§ Supplied records:
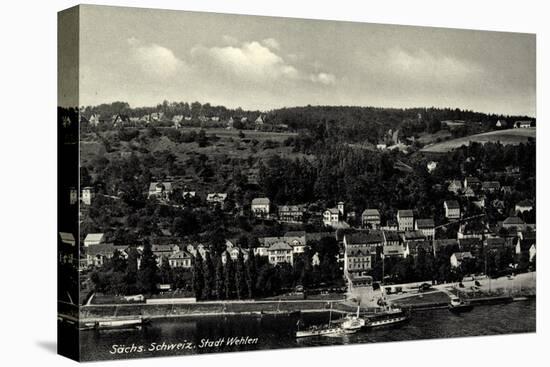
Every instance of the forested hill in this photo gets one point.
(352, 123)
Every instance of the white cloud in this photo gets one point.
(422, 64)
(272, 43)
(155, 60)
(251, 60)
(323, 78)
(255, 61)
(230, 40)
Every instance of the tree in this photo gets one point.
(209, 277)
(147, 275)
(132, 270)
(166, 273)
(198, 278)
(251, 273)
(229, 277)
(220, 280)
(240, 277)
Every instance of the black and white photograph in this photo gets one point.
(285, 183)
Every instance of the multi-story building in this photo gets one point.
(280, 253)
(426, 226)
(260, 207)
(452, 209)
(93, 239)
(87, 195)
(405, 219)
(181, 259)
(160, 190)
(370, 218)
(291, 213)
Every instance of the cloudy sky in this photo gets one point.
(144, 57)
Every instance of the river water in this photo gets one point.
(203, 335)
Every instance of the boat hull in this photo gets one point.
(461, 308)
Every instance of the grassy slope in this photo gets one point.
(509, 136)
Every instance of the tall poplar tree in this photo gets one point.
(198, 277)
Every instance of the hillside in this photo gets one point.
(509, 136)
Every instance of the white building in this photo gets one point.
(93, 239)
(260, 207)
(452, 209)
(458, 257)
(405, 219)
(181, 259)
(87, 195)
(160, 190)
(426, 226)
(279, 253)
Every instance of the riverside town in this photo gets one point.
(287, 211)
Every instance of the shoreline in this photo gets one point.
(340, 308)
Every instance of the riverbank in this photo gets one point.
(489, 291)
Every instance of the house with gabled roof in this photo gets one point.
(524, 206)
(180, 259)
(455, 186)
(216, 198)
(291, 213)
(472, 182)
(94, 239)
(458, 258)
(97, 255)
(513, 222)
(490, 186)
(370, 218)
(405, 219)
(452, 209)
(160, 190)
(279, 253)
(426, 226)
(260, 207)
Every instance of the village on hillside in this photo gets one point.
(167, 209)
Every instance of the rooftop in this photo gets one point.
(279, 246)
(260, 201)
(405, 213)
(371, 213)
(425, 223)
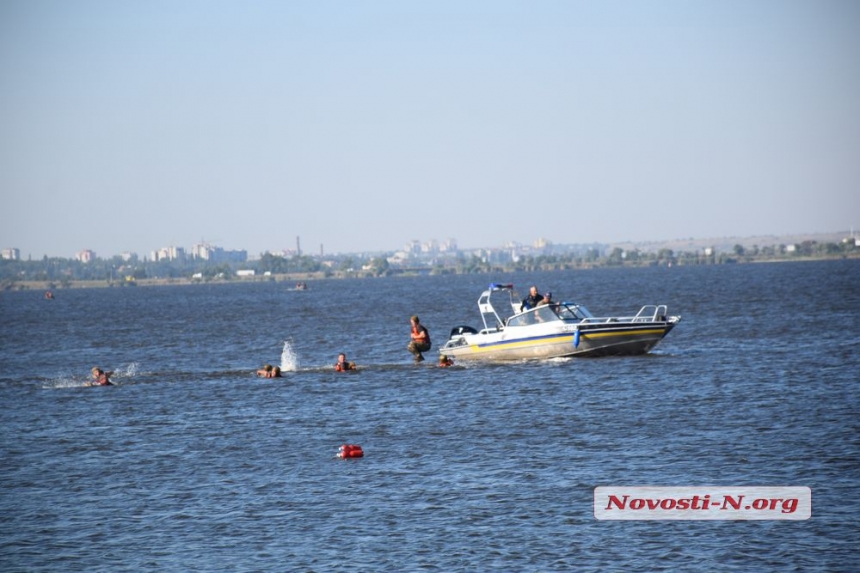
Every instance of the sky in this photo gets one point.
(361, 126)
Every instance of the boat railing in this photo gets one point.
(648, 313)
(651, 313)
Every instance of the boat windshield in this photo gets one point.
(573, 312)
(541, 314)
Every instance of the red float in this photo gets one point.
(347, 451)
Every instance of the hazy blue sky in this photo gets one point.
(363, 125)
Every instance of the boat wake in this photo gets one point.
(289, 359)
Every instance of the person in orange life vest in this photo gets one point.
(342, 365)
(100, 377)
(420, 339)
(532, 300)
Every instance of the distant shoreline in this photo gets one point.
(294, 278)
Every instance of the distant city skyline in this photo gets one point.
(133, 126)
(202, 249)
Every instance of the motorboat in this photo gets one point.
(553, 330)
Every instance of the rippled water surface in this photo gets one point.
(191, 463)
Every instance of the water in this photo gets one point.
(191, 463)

§ Instructions to follow:
An exact copy of every record above is required, with all pictures omitted.

§ Answer box:
Every instance of the forested hill in this photo gets one point.
(352, 123)
Every instance of the white cloud in this photo gets one point.
(422, 64)
(272, 43)
(155, 60)
(251, 60)
(323, 78)
(255, 61)
(230, 40)
Every instance of the tree in this photo gets one point.
(209, 277)
(147, 275)
(132, 270)
(166, 273)
(198, 278)
(251, 273)
(229, 277)
(220, 280)
(240, 277)
Every instance of the black and white photograph in this photo gets one point.
(285, 183)
Every instance of the multi-story building in this photo gets one point.
(280, 253)
(426, 226)
(260, 207)
(452, 209)
(93, 239)
(87, 195)
(405, 219)
(181, 259)
(160, 190)
(370, 218)
(291, 213)
Every instance of the cloudy sky in this photo gets one point.
(144, 57)
Every instance of the river water in this photo gets one point.
(203, 335)
Every instance of the boat hull in this photo gets one point.
(461, 308)
Every instance of the grassy slope in this photo gets one point.
(509, 136)
Every instance of the tall poplar tree in this photo gets one point.
(198, 277)
Every instance of the hillside in this photo gets one point.
(509, 136)
Every instance of the white building in this photo gets one point.
(93, 239)
(260, 207)
(452, 209)
(458, 257)
(405, 219)
(181, 259)
(87, 195)
(160, 190)
(426, 226)
(279, 253)
Every instance of the riverside town in this photo gets one point.
(287, 211)
Every instance of the shoreline in this photo gets one point.
(340, 308)
Every instance of the riverbank in this photo gets one point.
(489, 291)
Every instance of the house with gabled roof in this photo gets one point.
(524, 206)
(180, 259)
(455, 186)
(216, 198)
(291, 213)
(472, 182)
(94, 239)
(458, 258)
(97, 255)
(513, 222)
(490, 186)
(370, 218)
(405, 219)
(452, 209)
(160, 190)
(279, 253)
(426, 226)
(260, 207)
Every instance of the village on hillside in this photo gets one point.
(167, 209)
Every instance of the rooftop in this photo gets one point.
(279, 246)
(260, 201)
(405, 213)
(371, 213)
(425, 223)
Every instance of the sky in this photo gets one point.
(361, 126)
Every instance of the boat railing in this photo gets one point.
(648, 313)
(651, 313)
Every instance of the boat windshield in this photo gets one point.
(573, 312)
(541, 314)
Every instance of the red float in this photo gets one point.
(347, 451)
Every instance of the hazy blue sky in this photo gets one point.
(363, 125)
Every instance of the boat wake in this photo gets one point.
(289, 359)
Every instance of the person in orange life vest in this photo gets one point.
(342, 365)
(100, 377)
(420, 339)
(532, 300)
Every instance of the distant shoreline in this photo gets one point.
(294, 278)
Every instance of the distant city skyline in this photo gets one point.
(133, 126)
(202, 249)
Every instance of the motorboat in this photo gets one point.
(553, 330)
Every instance of the rippled water surface in this photo gets one point.
(191, 463)
Every instance of the water in this photo gets one point.
(191, 463)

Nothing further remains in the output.